SET TASK: Which lines in the data below contain the word "tower"? List every one of them in full.

EXTRACTED ENTRIES:
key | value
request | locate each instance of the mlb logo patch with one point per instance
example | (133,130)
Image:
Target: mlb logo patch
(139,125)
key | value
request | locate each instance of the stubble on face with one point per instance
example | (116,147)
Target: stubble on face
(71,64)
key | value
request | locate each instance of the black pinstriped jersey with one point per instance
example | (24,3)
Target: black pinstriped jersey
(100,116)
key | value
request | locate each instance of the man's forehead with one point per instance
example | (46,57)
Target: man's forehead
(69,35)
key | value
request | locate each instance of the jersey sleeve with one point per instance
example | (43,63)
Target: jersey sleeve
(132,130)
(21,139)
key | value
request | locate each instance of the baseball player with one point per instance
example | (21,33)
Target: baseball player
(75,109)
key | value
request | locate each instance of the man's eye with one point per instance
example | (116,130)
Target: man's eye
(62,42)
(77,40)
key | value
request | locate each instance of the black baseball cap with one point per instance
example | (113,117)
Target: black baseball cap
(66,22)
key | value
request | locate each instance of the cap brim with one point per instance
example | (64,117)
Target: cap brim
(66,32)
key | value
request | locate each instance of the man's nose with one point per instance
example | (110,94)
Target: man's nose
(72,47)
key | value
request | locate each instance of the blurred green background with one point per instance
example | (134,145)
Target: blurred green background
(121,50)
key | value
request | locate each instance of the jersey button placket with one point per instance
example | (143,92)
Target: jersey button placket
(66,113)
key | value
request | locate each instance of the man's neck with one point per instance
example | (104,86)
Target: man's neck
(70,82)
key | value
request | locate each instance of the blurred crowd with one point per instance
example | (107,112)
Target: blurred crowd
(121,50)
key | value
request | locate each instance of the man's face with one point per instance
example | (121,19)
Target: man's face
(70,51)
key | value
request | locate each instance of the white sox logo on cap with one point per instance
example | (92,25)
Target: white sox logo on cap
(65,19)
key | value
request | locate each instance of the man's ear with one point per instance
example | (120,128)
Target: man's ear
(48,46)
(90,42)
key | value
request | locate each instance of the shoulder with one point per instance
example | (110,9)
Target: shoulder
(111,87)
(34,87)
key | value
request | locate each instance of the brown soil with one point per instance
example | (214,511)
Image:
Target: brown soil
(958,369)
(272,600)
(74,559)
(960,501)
...
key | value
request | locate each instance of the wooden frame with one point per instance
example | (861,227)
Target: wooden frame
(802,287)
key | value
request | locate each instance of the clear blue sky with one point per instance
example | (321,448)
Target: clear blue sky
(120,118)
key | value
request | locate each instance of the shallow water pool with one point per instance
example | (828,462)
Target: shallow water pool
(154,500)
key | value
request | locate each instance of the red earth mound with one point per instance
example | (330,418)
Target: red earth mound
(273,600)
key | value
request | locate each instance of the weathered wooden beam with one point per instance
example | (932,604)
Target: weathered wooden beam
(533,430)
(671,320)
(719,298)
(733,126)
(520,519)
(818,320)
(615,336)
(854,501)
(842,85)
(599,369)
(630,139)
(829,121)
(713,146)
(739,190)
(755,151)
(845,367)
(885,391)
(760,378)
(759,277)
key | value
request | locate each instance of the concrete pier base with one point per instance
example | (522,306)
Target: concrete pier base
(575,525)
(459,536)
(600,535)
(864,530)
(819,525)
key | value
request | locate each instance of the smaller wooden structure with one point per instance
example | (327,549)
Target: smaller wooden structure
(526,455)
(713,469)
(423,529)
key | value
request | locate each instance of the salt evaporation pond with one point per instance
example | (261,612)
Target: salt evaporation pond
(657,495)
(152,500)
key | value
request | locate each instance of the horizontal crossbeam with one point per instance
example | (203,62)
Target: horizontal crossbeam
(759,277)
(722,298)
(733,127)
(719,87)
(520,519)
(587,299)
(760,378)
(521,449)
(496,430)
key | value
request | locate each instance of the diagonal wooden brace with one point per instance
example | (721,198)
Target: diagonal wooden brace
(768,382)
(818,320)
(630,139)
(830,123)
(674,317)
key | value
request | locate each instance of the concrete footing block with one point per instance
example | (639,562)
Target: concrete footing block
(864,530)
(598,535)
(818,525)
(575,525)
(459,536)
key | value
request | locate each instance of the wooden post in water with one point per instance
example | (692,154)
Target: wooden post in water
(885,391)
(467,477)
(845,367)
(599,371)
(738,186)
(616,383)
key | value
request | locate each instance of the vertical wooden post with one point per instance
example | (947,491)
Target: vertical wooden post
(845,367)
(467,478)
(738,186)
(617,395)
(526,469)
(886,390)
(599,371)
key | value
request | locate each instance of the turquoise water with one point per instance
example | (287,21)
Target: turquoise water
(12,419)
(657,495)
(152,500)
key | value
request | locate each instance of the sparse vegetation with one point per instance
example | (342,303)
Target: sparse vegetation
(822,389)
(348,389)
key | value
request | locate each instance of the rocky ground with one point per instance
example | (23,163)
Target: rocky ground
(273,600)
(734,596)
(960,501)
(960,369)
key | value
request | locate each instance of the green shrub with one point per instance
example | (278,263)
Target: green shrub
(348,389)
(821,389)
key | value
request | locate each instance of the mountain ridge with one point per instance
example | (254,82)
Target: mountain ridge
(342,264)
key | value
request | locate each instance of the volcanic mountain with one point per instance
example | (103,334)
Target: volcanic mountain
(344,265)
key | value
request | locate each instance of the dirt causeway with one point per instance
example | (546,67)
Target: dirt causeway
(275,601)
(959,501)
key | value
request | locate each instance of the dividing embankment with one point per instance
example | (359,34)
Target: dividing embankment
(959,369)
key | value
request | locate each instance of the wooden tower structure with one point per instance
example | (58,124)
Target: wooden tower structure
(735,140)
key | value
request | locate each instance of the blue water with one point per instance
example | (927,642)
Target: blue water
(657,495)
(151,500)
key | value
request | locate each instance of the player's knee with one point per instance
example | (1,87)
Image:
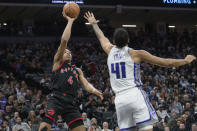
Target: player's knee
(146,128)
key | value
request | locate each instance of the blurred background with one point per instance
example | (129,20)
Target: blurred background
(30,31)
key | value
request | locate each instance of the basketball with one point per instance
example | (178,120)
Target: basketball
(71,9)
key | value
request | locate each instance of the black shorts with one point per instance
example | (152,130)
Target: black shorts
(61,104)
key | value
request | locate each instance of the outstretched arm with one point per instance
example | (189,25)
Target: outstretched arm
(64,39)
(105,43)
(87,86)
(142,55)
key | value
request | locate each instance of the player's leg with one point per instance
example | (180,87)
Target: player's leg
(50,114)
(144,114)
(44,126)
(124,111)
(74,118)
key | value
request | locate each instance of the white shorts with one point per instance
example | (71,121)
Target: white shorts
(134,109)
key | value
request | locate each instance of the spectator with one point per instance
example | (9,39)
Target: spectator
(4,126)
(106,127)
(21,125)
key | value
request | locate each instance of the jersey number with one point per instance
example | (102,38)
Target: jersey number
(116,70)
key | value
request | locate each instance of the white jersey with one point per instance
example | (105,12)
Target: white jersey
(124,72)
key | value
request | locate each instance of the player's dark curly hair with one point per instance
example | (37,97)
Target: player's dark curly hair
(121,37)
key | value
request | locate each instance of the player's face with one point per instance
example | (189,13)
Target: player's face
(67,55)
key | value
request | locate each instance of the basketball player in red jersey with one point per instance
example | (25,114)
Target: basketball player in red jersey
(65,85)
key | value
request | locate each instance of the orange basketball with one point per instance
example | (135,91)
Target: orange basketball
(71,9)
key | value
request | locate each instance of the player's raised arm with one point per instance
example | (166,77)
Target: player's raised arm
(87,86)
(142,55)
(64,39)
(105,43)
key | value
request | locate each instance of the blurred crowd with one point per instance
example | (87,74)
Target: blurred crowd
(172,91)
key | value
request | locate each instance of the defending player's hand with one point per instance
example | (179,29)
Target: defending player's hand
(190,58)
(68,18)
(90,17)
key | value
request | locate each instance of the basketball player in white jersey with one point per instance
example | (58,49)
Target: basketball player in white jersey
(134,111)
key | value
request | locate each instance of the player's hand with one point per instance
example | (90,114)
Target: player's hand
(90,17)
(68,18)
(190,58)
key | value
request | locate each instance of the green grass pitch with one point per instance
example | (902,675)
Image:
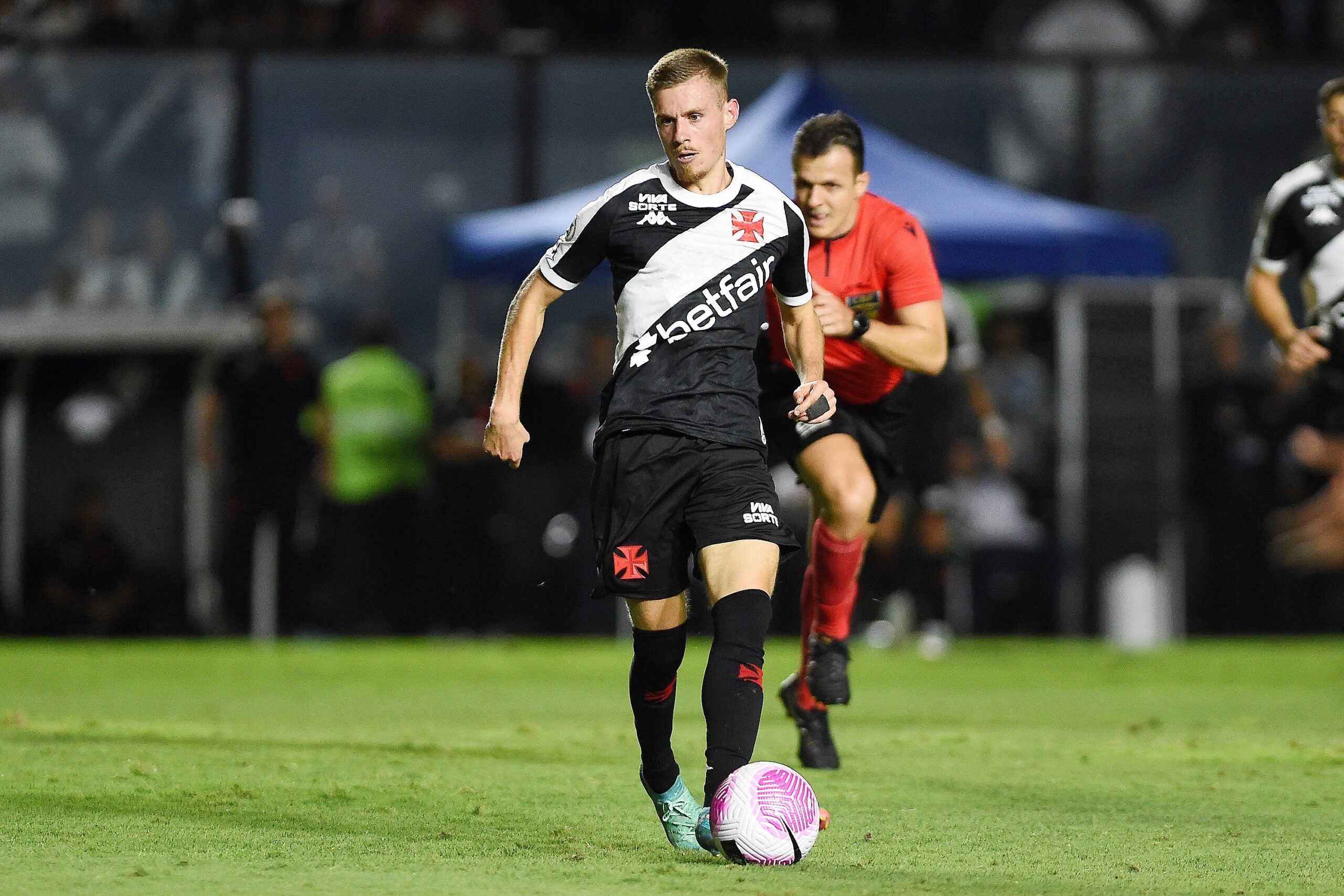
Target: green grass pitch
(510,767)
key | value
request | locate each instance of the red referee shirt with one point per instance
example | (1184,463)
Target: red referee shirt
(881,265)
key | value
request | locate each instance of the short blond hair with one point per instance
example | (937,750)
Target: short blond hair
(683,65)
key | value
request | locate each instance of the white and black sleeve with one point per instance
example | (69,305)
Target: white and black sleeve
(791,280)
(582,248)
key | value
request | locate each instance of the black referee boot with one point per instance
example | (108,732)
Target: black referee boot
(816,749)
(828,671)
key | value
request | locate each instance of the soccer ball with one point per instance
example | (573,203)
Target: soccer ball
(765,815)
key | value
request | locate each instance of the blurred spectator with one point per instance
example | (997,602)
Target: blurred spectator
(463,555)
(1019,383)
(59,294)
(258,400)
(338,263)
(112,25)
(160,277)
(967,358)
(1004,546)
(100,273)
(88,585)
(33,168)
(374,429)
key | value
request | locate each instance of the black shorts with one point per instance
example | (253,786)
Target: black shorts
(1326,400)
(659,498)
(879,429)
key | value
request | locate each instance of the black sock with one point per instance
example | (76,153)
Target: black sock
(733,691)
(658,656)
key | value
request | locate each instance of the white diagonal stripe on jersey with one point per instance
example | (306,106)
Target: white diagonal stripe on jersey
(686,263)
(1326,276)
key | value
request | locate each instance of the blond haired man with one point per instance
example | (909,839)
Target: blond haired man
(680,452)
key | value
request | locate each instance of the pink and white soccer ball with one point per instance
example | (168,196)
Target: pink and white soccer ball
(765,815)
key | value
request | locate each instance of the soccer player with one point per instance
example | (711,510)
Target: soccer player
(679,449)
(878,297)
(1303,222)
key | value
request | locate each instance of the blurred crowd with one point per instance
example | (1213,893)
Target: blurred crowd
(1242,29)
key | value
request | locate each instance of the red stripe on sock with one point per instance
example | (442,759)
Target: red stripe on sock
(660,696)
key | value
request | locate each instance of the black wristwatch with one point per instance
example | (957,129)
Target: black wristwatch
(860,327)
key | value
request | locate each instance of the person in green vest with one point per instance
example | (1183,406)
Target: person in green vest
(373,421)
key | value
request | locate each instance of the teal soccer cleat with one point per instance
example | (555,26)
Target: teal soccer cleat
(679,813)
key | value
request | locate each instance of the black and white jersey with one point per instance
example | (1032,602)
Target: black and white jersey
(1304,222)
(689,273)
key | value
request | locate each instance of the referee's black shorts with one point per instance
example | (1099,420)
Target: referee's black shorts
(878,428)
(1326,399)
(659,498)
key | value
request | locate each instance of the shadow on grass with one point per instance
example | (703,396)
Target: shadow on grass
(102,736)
--
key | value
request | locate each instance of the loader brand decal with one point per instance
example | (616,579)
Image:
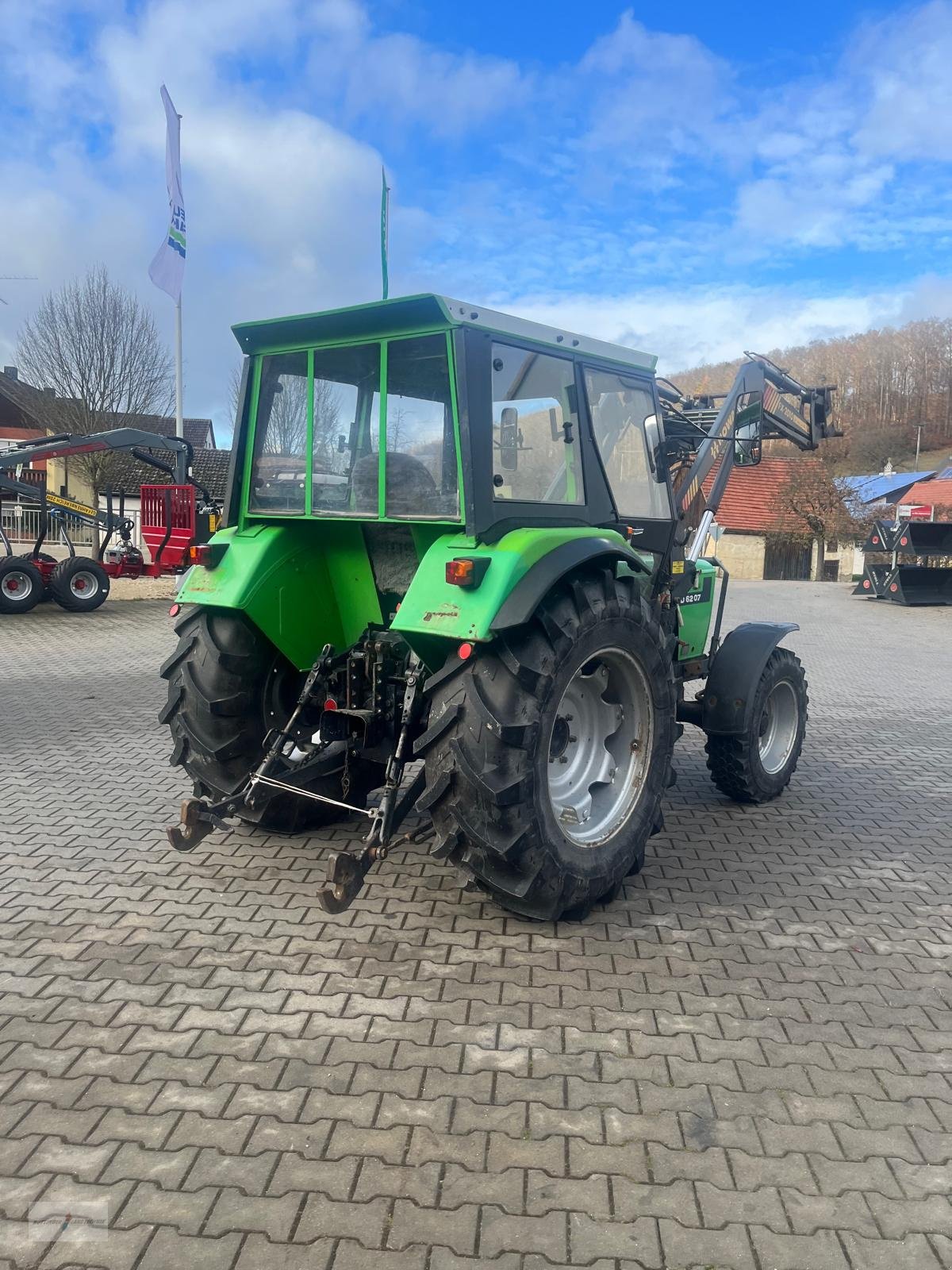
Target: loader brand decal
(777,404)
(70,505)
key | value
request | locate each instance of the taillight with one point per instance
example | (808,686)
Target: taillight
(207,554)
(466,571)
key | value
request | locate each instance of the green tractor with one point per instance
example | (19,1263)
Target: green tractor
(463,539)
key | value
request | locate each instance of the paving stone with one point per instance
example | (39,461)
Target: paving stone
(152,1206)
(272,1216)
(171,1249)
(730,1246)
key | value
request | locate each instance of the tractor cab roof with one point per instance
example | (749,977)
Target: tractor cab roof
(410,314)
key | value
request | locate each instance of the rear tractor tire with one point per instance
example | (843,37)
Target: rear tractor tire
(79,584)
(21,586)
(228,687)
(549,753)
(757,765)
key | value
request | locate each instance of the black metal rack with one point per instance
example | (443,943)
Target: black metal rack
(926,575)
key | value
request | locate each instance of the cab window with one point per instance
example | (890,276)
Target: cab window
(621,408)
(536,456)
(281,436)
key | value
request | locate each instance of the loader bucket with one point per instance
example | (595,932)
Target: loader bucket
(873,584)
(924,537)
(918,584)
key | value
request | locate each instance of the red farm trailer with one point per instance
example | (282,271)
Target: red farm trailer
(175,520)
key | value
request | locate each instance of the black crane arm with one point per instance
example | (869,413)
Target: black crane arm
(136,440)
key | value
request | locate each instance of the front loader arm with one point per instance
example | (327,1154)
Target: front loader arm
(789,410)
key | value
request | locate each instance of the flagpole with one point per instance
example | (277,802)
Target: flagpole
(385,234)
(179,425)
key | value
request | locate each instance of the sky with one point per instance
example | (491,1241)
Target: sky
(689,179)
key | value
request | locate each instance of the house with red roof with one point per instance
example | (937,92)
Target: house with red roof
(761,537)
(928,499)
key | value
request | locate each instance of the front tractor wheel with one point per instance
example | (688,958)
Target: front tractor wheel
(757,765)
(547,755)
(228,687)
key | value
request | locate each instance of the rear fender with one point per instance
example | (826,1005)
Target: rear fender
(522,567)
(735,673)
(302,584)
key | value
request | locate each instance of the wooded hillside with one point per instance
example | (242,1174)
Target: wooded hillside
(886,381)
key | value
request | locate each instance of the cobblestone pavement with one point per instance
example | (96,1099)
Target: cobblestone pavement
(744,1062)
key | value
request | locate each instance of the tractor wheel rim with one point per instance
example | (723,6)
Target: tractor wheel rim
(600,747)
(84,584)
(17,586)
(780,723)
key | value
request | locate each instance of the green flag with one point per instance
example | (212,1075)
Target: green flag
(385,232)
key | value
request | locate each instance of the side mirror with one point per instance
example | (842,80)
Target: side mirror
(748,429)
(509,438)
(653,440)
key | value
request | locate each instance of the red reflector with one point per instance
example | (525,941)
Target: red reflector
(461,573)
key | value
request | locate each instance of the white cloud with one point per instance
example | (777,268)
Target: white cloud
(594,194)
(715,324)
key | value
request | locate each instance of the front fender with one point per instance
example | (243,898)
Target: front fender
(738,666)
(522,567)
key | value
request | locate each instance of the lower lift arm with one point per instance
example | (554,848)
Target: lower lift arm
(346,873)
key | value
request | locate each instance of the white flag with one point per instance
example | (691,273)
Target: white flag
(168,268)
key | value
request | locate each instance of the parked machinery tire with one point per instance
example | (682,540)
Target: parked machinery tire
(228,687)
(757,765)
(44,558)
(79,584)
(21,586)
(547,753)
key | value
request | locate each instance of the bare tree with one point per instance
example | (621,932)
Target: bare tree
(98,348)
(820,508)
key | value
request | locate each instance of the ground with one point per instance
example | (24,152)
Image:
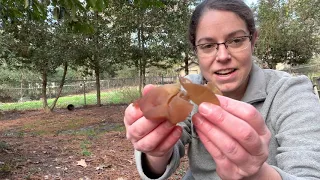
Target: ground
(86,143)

RESULT FOR THIS TASK:
request | locate each instance of the wooden tower structure with one point per instance
Target: wooden tower structure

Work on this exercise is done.